**Given passage**

▬▬▬

19/03/2014 | Writer: Nora Leggemann

The last day of Kaos GL’d 3rd International Feminist Forum focused on feminist experiences from Canada, Georgia, India, North Cyprus and Turkey.

„I might be living in a fake state, but the rights violations in my state are not fake‘ Kaos GL - News Portal for LGBTI+
The 3rd International Feminist Forum continued on March 16th in the Ahmet Taner Kislali Art House at the Cebeci Campus of Ankara University with three different sessions. The main focus of the Feminist Forum 2014 which took place in Ankara from 14th to 16th March 2014, and was held by Kaos GL Association, Women’s Problems Research and Implementation Centre (KASAUM) and Ankara University Department of Women’s Studies, was the participation of women in peace and peace-making processes, as well as the possibilities of feminist and LGBT movements to work together.

▬▬▬

**Stated goal 1**
Answer from the Feminist Forum report:
(a) The last day of the forum focused on feminist experiences from which countries?
(b) Where did the forum continue on March 16th?
(c) Which three organizations held the forum?
**Stated goal 2**
Pick up the Feminist Forum report after its final sentence and continue it.

**Extracted material**

▬▬▬

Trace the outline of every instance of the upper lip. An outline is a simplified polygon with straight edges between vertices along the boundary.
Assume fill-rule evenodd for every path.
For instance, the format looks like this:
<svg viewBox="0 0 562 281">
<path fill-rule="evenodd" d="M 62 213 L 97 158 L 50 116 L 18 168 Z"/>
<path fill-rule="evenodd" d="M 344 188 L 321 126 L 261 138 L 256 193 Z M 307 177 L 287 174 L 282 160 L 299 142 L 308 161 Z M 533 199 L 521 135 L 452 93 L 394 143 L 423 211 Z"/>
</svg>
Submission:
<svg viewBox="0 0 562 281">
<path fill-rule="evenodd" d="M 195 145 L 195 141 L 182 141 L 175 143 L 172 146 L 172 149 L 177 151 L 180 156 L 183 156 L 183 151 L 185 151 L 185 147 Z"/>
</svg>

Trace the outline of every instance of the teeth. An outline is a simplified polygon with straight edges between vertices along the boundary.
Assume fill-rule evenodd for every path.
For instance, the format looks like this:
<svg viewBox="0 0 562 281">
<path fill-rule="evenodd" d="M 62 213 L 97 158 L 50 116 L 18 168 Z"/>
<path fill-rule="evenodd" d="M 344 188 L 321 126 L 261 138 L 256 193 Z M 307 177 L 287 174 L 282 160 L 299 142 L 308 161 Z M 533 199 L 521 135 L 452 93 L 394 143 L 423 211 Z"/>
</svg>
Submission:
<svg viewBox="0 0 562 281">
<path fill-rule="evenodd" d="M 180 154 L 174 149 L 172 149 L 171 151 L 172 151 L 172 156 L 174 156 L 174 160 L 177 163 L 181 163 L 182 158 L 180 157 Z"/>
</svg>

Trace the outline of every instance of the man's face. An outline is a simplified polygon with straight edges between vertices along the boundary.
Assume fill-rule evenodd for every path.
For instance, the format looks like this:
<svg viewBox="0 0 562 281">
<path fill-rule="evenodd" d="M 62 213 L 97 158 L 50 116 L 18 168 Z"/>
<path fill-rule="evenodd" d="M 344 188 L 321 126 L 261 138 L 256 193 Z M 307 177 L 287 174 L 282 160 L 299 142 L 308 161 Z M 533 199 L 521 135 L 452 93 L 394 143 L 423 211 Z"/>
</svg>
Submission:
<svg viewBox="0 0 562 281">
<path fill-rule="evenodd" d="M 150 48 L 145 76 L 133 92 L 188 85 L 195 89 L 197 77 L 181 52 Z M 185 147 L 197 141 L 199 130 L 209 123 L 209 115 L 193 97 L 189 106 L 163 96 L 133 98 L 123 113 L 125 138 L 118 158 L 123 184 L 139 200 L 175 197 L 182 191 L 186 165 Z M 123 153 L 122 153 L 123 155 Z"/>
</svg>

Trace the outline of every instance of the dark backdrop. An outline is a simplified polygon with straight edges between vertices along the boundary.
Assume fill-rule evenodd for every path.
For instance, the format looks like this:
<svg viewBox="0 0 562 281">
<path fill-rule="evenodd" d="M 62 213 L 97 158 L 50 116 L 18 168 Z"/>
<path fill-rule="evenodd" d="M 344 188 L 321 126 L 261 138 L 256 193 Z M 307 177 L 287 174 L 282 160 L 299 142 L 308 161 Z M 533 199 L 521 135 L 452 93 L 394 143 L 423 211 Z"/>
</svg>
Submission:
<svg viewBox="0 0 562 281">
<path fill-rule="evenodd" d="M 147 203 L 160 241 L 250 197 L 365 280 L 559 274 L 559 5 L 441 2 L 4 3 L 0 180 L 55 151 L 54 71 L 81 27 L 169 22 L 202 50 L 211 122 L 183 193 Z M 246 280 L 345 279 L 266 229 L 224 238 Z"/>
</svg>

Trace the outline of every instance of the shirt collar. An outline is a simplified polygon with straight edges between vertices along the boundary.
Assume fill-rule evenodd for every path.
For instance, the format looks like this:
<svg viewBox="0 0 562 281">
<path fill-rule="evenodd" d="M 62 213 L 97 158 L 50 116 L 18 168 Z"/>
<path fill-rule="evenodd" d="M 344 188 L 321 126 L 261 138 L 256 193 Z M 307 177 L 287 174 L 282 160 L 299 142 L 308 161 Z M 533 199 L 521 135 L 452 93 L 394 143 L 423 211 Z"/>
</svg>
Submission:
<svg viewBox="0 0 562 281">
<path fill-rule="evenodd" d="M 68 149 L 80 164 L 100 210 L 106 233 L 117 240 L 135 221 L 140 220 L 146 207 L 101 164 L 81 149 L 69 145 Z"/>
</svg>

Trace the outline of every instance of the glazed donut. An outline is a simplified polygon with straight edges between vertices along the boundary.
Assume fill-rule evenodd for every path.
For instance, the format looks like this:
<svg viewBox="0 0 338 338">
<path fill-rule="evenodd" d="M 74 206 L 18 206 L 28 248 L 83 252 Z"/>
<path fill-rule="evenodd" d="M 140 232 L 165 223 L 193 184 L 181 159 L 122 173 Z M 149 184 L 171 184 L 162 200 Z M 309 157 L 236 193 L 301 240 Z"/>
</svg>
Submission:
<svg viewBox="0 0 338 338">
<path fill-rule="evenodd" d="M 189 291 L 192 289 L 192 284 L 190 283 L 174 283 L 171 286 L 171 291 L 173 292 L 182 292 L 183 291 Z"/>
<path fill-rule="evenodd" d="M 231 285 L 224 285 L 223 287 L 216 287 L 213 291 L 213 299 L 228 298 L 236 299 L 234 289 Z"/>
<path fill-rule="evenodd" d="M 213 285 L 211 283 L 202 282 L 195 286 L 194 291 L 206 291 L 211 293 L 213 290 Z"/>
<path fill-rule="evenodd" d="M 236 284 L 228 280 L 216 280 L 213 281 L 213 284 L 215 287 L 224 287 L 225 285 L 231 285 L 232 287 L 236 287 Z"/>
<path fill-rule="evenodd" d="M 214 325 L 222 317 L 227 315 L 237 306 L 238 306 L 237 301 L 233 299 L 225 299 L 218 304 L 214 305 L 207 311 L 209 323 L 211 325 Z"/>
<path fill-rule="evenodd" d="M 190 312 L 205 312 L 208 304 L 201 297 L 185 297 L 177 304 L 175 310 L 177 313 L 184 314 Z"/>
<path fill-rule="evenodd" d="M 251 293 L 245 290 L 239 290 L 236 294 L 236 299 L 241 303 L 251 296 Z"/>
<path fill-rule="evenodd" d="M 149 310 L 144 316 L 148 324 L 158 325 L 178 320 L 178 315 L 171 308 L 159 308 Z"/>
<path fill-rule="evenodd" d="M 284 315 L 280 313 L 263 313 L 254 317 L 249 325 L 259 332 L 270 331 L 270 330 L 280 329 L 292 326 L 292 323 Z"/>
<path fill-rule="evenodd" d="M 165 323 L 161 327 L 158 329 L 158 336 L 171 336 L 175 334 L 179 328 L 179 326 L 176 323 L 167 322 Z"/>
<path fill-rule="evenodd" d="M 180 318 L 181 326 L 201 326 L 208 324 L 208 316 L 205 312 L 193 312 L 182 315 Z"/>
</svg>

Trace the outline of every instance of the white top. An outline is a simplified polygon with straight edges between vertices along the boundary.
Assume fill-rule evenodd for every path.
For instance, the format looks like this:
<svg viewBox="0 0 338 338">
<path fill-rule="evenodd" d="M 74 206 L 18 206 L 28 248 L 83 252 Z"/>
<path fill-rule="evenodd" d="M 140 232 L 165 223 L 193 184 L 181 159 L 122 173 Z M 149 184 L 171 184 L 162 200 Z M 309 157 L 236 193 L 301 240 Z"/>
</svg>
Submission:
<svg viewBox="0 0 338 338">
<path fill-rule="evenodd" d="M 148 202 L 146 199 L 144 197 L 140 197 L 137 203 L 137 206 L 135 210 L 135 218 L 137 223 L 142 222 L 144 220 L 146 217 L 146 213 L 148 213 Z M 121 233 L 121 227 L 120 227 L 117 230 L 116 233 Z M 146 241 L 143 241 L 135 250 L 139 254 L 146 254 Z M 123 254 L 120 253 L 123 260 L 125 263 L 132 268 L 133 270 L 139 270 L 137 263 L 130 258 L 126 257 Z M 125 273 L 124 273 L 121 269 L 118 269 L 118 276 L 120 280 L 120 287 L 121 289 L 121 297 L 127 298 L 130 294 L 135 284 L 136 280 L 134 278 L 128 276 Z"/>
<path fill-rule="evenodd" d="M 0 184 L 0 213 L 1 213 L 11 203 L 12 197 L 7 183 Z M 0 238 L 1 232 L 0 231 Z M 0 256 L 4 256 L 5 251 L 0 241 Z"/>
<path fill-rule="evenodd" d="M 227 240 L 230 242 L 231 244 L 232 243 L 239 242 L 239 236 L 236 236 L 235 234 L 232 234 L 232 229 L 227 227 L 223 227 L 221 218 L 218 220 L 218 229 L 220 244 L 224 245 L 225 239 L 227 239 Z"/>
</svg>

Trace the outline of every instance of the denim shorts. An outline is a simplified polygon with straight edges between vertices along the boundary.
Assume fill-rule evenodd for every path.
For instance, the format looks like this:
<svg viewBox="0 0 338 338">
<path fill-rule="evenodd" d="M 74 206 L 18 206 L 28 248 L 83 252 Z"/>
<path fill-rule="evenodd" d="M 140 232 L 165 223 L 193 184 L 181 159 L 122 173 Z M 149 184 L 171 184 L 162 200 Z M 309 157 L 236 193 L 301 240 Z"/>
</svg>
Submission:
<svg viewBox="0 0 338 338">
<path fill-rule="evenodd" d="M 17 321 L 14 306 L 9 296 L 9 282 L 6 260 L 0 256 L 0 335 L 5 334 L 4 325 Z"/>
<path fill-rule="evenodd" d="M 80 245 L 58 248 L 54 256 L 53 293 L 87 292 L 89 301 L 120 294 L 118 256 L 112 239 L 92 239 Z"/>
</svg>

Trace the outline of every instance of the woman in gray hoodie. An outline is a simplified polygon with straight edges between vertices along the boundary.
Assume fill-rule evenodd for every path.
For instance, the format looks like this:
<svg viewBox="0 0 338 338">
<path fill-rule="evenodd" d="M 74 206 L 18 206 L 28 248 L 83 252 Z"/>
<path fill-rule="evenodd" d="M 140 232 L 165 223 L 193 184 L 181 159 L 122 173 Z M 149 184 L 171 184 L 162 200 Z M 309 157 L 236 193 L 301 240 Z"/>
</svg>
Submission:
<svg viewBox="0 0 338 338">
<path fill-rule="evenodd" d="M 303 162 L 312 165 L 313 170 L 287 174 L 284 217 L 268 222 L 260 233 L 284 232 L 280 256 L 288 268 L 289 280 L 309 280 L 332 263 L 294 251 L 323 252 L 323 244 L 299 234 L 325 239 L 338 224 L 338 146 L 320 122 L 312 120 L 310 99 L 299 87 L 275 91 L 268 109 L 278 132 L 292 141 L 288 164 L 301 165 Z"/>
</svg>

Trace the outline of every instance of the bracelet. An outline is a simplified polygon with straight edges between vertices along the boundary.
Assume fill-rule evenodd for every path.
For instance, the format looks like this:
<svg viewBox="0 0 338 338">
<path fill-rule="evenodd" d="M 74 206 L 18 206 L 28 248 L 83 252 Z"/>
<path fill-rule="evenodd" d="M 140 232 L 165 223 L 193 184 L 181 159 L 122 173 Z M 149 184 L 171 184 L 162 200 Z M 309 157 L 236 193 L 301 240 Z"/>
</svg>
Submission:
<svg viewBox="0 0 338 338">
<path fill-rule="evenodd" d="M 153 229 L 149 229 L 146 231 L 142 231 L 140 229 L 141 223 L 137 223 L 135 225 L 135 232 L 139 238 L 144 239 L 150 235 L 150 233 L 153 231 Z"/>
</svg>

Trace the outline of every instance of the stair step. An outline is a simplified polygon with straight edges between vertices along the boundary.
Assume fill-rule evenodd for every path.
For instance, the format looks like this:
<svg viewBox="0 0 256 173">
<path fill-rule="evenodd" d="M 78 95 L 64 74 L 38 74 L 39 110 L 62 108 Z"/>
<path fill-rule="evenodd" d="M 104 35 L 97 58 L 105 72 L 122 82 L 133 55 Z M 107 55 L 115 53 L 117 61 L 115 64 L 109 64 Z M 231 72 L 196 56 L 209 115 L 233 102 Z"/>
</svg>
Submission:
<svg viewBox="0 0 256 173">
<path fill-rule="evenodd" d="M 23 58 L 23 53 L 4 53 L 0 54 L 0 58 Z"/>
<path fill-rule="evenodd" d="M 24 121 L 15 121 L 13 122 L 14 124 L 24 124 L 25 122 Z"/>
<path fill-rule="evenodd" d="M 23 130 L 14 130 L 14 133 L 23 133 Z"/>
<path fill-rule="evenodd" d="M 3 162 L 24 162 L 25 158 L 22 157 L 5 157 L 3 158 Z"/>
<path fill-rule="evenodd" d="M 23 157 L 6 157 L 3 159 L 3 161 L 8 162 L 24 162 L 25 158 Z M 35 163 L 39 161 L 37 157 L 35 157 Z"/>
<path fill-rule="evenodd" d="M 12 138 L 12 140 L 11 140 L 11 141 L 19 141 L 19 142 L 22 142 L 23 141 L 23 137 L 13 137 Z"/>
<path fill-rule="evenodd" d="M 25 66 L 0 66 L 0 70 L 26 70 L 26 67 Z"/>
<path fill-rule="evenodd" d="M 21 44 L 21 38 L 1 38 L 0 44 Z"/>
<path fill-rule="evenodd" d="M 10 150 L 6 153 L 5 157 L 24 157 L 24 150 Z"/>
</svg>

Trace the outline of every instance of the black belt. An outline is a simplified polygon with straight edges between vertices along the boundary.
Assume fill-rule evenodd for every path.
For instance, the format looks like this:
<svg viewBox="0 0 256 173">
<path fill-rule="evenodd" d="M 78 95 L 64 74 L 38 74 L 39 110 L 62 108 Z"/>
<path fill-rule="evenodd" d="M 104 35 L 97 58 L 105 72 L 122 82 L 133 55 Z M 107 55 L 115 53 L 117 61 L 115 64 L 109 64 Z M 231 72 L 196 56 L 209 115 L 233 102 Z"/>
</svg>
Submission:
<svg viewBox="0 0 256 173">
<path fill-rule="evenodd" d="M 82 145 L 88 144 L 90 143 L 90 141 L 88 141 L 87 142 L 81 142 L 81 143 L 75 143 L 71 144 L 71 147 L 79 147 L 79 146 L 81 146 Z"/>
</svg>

▬▬▬

**Reply 1**
(a) Canada, Georgia, India, North Cyprus and Turkey.
(b) In the Ahmet Taner Kislali Art House at the Cebeci Campus of Ankara University.
(c) Kaos GL Association, Women’s Problems Research and Implementation Centre (KASAUM), and Ankara University Department of Women’s Studies.

**Reply 2**
12.00-13.30
The first session was titled Reading the Stony Roads of Patriarchy and Heterosexism through the Eyes of Feminist Formations in Canada, Georgia and India. The three panelists Rachel-Alouki Labbé from Canada, Roshmi Goswami from India and Mariam Gagoshashvili from Georgia are all board members of the UAF (Urgent Action Fund for Women’s Human Rights). The UAF „is a global women’s fund that protects, strengthens and sustains women’s human rights activists at critical moments. We intervene quickly when activists are poised to make great gains or face serious threats to their lives and work“[1]. Its decision-making is grounded in an international, feminist framework. The fund’s board members are all activists from different countries and represent communities around the world. In the session, the three speakers talked about the situation in their home countries and about their own activism.
 
Mariam Gagoshashvili, a queer feminist activist and artist from Georgia, started her speech by describing the general situation of feminism, women and LGBTIQ people in the post-Soviet region and Eastern Europe. After some important achievements had been made for women’s and LGBTIQ rights in the nineties, now there is a very conservative backlash in the whole region, led by the church as well as nationalist extremist groups. Conservative sexist and heteronormative values are getting stronger and more popular: Women are increasingly being pushed back to conservative gender roles of house-keeping and motherhood, while the danger for LGBTIQ people to get attacked is growing.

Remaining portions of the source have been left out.